━━━━━ Given information

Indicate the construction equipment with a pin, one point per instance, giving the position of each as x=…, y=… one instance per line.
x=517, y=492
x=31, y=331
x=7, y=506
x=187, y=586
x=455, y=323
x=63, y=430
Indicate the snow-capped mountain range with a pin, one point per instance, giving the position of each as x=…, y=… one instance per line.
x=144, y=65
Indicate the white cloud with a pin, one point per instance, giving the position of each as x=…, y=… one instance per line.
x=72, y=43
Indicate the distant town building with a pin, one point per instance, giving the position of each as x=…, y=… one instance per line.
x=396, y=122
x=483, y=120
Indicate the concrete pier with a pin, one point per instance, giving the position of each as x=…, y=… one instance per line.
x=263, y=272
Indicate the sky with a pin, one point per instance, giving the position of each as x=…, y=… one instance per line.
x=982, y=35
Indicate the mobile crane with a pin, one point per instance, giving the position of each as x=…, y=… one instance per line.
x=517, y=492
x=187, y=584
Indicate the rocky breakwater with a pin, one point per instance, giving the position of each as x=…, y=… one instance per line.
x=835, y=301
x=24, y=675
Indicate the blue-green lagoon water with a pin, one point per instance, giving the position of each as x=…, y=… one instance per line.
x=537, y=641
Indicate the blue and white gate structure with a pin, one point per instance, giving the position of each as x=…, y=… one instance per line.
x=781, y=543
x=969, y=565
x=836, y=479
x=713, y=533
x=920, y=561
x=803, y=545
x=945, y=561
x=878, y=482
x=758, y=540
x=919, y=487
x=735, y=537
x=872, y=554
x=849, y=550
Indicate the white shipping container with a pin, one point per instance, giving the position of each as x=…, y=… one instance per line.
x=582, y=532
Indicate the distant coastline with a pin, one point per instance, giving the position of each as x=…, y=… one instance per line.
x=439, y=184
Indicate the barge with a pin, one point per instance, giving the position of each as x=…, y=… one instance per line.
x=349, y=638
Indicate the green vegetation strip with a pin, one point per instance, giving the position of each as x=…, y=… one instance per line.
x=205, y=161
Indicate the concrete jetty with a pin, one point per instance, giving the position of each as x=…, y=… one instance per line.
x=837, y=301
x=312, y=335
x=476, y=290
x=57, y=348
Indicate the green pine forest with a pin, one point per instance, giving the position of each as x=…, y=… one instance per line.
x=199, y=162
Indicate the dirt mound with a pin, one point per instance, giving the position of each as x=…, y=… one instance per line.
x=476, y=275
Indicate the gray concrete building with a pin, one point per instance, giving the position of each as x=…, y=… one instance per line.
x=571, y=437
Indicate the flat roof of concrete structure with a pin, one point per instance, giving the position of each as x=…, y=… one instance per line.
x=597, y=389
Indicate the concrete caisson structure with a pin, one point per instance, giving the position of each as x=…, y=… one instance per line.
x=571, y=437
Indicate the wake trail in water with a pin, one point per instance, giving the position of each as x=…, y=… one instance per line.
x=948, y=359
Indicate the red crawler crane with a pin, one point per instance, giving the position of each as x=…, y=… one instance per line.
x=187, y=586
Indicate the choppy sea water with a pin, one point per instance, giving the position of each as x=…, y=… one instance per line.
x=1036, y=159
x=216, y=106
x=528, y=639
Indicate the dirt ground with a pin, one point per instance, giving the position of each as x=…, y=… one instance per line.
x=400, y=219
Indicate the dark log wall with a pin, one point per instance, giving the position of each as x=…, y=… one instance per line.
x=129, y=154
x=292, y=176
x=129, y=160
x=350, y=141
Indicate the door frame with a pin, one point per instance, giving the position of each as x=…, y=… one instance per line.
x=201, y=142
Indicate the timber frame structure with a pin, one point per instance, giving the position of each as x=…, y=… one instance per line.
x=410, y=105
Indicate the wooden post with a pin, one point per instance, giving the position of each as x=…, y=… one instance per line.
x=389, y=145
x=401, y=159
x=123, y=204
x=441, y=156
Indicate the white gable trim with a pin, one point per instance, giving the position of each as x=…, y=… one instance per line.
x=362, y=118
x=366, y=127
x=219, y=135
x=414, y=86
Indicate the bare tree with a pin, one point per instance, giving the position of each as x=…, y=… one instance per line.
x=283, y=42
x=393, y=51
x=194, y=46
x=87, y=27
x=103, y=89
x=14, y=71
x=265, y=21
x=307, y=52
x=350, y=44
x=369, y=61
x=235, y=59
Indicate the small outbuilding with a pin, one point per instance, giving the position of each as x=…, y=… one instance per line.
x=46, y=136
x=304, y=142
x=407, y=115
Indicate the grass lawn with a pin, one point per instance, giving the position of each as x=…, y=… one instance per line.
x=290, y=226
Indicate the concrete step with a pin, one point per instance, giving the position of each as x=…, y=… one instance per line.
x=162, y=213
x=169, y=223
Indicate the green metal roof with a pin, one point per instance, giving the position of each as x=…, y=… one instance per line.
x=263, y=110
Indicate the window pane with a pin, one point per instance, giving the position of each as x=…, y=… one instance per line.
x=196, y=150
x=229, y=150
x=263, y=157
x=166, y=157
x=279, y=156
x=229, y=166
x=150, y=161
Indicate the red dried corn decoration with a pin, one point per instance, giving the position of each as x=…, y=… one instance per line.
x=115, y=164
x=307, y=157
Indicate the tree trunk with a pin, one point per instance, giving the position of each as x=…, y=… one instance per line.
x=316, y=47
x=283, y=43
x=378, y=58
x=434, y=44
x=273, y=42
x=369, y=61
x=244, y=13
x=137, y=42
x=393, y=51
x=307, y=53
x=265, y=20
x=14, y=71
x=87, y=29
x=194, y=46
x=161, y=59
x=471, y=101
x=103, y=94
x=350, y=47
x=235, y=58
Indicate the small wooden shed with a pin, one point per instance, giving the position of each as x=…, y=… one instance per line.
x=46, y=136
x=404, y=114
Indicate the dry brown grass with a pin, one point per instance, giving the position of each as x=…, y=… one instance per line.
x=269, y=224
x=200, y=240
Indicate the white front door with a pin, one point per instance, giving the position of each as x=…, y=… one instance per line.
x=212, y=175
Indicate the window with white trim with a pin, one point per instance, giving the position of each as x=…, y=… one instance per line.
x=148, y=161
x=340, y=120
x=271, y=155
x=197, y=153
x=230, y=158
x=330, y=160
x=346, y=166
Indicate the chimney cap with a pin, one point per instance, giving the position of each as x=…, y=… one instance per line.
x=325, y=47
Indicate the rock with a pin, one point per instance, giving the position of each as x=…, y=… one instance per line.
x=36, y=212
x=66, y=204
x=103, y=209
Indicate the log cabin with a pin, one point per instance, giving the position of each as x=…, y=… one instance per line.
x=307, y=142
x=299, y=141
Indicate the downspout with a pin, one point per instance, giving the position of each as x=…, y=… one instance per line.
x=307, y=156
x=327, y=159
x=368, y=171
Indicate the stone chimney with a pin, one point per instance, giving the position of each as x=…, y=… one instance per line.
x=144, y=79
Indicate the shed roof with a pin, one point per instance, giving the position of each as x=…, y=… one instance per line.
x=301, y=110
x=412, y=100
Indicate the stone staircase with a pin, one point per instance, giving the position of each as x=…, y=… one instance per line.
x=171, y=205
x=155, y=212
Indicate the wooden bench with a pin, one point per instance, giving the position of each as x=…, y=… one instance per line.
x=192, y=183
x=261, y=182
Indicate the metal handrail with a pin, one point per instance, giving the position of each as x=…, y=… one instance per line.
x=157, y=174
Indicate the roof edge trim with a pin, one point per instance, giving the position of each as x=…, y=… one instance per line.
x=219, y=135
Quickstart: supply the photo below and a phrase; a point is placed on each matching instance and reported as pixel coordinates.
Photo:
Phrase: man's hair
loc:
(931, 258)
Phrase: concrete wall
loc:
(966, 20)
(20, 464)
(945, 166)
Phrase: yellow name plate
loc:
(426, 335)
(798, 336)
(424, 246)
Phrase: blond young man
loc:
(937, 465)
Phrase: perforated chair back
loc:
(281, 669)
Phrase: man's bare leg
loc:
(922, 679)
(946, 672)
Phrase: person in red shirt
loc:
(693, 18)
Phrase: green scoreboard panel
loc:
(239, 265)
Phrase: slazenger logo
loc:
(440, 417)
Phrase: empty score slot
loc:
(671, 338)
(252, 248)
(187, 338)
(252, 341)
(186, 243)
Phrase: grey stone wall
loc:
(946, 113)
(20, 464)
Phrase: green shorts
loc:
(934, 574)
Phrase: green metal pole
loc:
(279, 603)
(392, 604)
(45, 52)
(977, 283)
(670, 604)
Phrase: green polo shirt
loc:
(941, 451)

━━━━━━━━━━

Exercise objective: Each line of the data that holds "shirt" should be copied.

The completed task:
Phrase: person in red shirt
Phrase: green polo shirt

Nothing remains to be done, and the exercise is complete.